Short task: Transcribe the rows below, from the line with "Where can the car window" up to and including the line with "(1051, 393)", and copy nothing outside that span.

(begin)

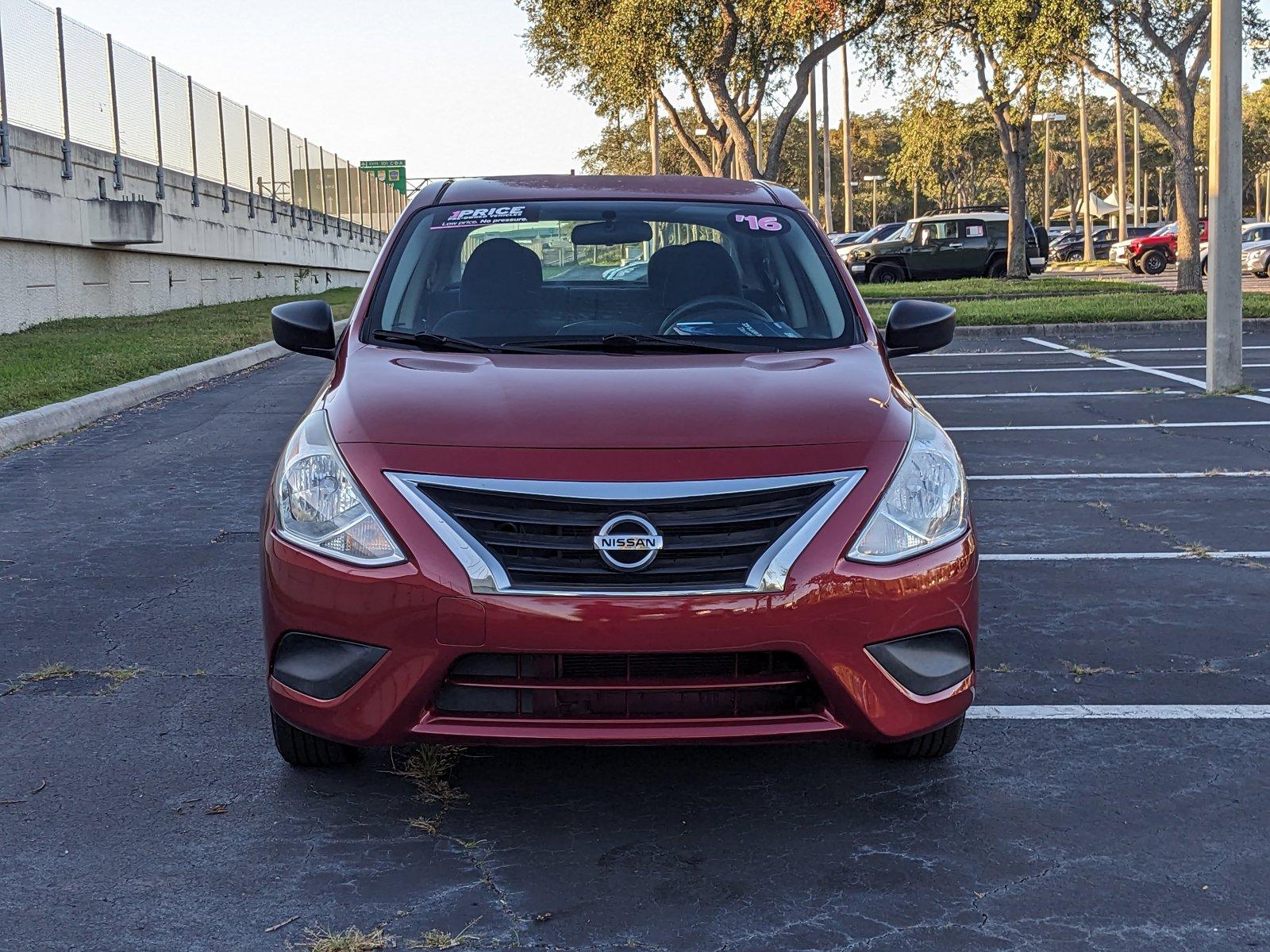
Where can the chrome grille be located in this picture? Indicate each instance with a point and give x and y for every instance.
(721, 536)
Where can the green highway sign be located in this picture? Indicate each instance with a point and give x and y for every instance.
(391, 171)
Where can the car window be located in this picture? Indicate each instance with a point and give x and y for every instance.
(933, 232)
(582, 270)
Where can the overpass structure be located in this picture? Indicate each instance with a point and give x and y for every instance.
(130, 188)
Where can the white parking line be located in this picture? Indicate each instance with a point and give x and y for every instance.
(1119, 712)
(1110, 427)
(1121, 366)
(1156, 371)
(1110, 351)
(1113, 556)
(1193, 475)
(1051, 393)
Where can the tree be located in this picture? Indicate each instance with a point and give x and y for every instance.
(740, 54)
(949, 149)
(1168, 44)
(1014, 46)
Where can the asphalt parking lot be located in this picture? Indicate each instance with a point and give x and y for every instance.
(1110, 793)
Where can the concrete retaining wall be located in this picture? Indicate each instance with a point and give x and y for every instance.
(67, 251)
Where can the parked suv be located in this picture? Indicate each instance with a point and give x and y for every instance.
(949, 244)
(537, 508)
(1153, 253)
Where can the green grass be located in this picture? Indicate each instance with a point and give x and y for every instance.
(1117, 306)
(64, 359)
(995, 286)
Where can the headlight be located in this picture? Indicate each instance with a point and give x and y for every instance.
(925, 505)
(321, 507)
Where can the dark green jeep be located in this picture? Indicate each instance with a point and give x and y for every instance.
(967, 243)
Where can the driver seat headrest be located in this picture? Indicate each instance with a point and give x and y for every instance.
(700, 270)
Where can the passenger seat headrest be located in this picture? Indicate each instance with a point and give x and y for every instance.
(700, 270)
(499, 274)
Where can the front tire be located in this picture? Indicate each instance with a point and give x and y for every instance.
(925, 747)
(304, 749)
(886, 274)
(1155, 263)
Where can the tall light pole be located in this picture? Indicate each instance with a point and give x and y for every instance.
(813, 184)
(849, 213)
(1140, 182)
(1122, 225)
(825, 146)
(1048, 118)
(654, 150)
(876, 179)
(1085, 177)
(1225, 343)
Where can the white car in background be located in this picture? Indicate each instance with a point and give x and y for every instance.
(1254, 238)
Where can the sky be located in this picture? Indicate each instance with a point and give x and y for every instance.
(444, 84)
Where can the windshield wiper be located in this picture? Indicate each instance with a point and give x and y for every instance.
(624, 343)
(440, 342)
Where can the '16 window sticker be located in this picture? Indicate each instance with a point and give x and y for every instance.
(753, 224)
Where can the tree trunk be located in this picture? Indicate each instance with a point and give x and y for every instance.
(1016, 178)
(1187, 198)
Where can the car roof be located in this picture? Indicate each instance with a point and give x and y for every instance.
(977, 216)
(541, 188)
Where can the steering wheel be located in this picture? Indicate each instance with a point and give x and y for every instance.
(713, 302)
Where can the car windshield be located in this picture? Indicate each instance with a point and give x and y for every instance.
(549, 276)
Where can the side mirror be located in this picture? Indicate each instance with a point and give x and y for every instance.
(305, 327)
(918, 327)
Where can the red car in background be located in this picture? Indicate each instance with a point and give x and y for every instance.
(533, 505)
(1153, 253)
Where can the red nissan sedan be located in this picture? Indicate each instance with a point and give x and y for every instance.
(615, 460)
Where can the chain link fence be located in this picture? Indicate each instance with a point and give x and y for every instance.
(64, 79)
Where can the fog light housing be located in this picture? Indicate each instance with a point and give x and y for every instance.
(926, 664)
(319, 666)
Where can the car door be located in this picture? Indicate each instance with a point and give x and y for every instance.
(965, 257)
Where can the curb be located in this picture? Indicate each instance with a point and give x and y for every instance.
(55, 419)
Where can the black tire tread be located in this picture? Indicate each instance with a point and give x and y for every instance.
(925, 747)
(304, 749)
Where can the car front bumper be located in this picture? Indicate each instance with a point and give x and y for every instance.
(826, 621)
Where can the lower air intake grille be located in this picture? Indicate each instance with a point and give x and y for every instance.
(629, 685)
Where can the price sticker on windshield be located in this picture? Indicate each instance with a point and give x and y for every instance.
(755, 224)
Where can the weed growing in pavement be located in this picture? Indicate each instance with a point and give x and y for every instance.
(60, 670)
(1197, 550)
(1242, 390)
(1083, 670)
(429, 770)
(1208, 668)
(351, 939)
(435, 939)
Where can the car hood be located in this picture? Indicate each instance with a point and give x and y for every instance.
(647, 401)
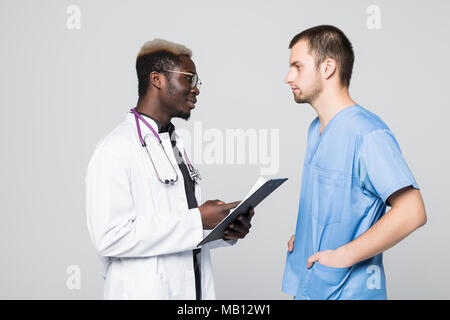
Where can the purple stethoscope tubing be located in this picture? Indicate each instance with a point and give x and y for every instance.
(138, 117)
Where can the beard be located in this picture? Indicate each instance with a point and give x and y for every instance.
(183, 115)
(311, 95)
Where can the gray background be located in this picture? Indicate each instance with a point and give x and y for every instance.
(63, 90)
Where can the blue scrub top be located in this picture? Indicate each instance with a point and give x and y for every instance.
(349, 172)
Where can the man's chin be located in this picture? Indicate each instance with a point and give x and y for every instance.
(183, 115)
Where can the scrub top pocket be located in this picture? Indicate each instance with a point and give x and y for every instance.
(326, 282)
(329, 188)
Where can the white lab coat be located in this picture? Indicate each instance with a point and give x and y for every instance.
(141, 228)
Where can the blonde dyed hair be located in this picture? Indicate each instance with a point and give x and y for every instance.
(156, 45)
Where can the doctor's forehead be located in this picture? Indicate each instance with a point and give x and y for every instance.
(300, 53)
(187, 65)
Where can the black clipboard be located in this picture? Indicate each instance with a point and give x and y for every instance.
(251, 202)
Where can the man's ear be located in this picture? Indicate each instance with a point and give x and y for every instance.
(328, 68)
(156, 79)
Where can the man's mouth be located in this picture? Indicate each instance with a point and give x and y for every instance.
(191, 103)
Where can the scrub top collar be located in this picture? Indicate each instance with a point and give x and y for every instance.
(335, 117)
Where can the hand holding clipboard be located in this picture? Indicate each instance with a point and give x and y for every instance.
(258, 193)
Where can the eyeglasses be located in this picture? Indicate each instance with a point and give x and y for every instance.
(195, 81)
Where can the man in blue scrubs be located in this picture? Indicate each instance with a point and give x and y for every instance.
(353, 169)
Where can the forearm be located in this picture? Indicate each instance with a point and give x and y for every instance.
(393, 227)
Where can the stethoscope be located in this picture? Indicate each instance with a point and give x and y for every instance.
(193, 173)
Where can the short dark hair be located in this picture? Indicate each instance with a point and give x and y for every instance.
(327, 41)
(158, 61)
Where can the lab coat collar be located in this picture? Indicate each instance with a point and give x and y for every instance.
(145, 130)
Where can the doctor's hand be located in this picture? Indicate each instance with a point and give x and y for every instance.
(239, 228)
(214, 211)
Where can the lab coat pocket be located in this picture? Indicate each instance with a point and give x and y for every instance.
(326, 282)
(145, 280)
(328, 195)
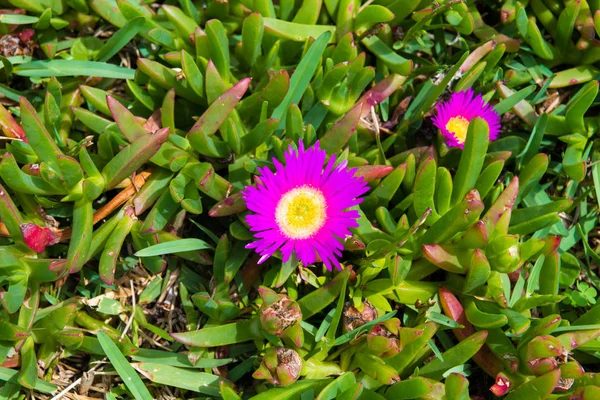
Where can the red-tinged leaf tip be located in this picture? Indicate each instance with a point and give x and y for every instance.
(36, 237)
(373, 172)
(454, 309)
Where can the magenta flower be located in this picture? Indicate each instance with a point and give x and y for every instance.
(303, 207)
(453, 117)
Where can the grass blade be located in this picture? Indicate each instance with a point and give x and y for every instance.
(124, 369)
(120, 39)
(176, 246)
(47, 69)
(301, 77)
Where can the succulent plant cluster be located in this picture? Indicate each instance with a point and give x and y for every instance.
(135, 131)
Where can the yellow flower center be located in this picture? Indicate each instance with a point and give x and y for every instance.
(458, 126)
(301, 212)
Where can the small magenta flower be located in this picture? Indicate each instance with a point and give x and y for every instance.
(453, 117)
(302, 208)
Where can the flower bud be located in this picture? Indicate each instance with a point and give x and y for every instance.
(503, 253)
(280, 366)
(383, 339)
(281, 316)
(353, 318)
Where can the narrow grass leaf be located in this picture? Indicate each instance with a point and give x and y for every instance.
(123, 368)
(50, 68)
(120, 39)
(176, 246)
(301, 77)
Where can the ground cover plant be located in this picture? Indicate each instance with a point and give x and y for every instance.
(256, 199)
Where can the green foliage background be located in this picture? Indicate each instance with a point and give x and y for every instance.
(130, 128)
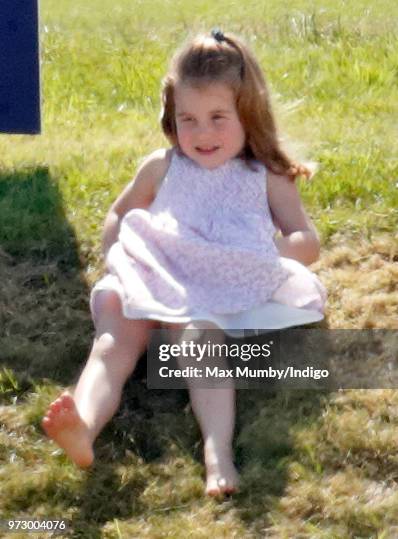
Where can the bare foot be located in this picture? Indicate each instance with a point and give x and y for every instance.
(221, 475)
(63, 424)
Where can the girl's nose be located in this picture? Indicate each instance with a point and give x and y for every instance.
(203, 130)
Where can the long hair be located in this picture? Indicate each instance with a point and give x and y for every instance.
(224, 58)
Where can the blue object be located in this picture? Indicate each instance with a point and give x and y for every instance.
(19, 67)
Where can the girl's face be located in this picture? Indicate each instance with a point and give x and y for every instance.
(208, 127)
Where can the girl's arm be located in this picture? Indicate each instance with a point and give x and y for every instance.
(299, 239)
(139, 193)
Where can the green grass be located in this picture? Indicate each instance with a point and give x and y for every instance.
(314, 465)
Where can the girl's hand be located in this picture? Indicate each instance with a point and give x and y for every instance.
(299, 238)
(296, 170)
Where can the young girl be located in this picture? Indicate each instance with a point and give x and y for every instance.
(192, 238)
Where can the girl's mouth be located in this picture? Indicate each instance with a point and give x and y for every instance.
(207, 151)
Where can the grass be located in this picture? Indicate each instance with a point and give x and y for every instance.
(313, 464)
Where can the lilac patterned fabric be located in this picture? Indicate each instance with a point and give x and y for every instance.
(204, 249)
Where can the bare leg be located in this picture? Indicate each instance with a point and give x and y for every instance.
(74, 421)
(214, 409)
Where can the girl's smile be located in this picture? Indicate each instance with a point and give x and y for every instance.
(208, 127)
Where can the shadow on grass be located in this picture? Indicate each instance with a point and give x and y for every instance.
(46, 333)
(44, 318)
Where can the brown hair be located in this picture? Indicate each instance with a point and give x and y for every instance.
(226, 59)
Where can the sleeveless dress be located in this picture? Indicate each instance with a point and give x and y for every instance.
(204, 251)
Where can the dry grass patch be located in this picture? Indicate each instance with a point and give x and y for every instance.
(362, 281)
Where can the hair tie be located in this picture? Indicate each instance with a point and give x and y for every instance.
(218, 35)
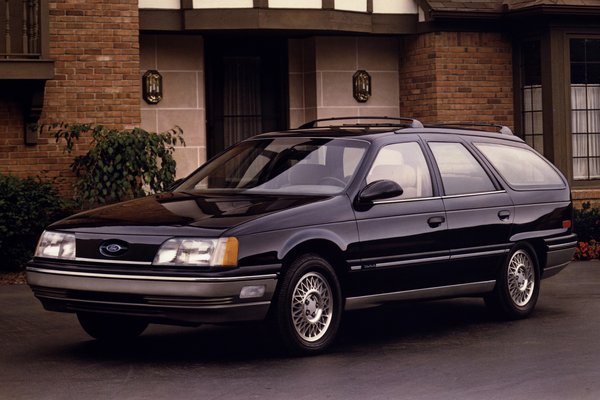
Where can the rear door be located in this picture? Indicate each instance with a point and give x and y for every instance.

(end)

Written reply:
Where can the car window be located in this picture? Indicate each instance with a point and give x and y for every instance.
(933, 232)
(582, 270)
Where can the overpass structure be located in this picture? Indicate each instance with a point and give x and y for every instance.
(130, 188)
Where can the white parking line be located in this picture? Indicate each instance with a point and give x and y for every instance.
(1119, 712)
(1110, 427)
(1121, 366)
(1156, 371)
(1110, 351)
(1113, 556)
(1193, 475)
(1051, 393)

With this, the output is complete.